Problem requirements:
Pictures don't belong in the copy; print all the records exactly.

[Start of Input records]

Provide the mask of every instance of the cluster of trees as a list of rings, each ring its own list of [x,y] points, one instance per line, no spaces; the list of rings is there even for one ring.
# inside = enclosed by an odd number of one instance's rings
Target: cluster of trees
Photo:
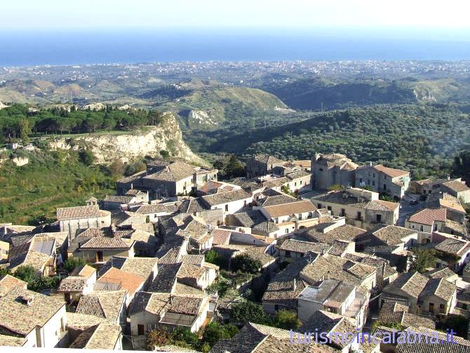
[[[197,138],[207,152],[235,153],[242,160],[255,153],[303,159],[315,151],[337,152],[410,170],[420,179],[448,175],[456,153],[470,140],[470,116],[452,105],[371,106],[316,113],[300,121],[289,117],[267,128],[239,124],[199,132]]]
[[[271,316],[264,312],[262,305],[249,300],[239,302],[231,307],[230,320],[239,326],[249,321],[286,330],[295,330],[302,325],[295,312],[278,310],[276,315]]]
[[[32,133],[90,133],[98,129],[126,130],[158,125],[162,116],[156,111],[120,110],[107,105],[100,110],[70,111],[53,107],[29,111],[27,106],[15,104],[0,110],[0,138],[27,140]]]
[[[213,321],[206,326],[202,338],[199,340],[197,334],[192,333],[189,328],[178,327],[169,331],[162,326],[147,334],[147,350],[153,351],[155,346],[173,345],[207,352],[220,340],[231,338],[238,332],[239,328],[235,326]]]
[[[58,277],[45,277],[38,274],[37,272],[30,265],[19,266],[14,272],[9,269],[0,270],[0,277],[6,274],[11,274],[27,283],[27,288],[36,292],[57,289],[59,288],[60,279]]]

[End of Input records]

Output of the task:
Provide the mask of every instance of the cluster of trees as a list of rings, each ring its own list of [x,y] points, one instance per line, no spaces; the list of rings is there even for one ring.
# inside = enclosed by an odd number of one instance's rings
Target: cluster of trees
Photo:
[[[197,138],[207,152],[235,153],[242,160],[255,153],[303,159],[315,151],[337,152],[410,170],[420,179],[448,175],[456,153],[470,140],[470,116],[452,105],[371,106],[316,113],[300,121],[289,117],[267,128],[239,124],[199,132]]]
[[[271,316],[264,312],[262,305],[249,300],[239,302],[231,307],[230,320],[239,326],[249,321],[286,330],[295,330],[302,325],[295,312],[278,310],[276,315]]]
[[[32,133],[90,133],[98,129],[126,130],[158,125],[162,116],[156,111],[120,110],[107,105],[100,110],[70,111],[53,107],[29,111],[27,106],[15,104],[0,110],[0,138],[27,140]]]
[[[213,321],[206,326],[202,338],[199,340],[197,334],[192,333],[189,328],[178,327],[169,331],[162,326],[147,334],[147,350],[153,351],[155,346],[173,345],[207,352],[220,340],[231,338],[238,332],[239,328],[235,326]]]
[[[58,277],[45,277],[38,274],[37,272],[30,265],[19,266],[14,272],[9,269],[0,270],[0,277],[6,274],[11,274],[27,283],[27,288],[36,292],[57,289],[59,288],[60,279]]]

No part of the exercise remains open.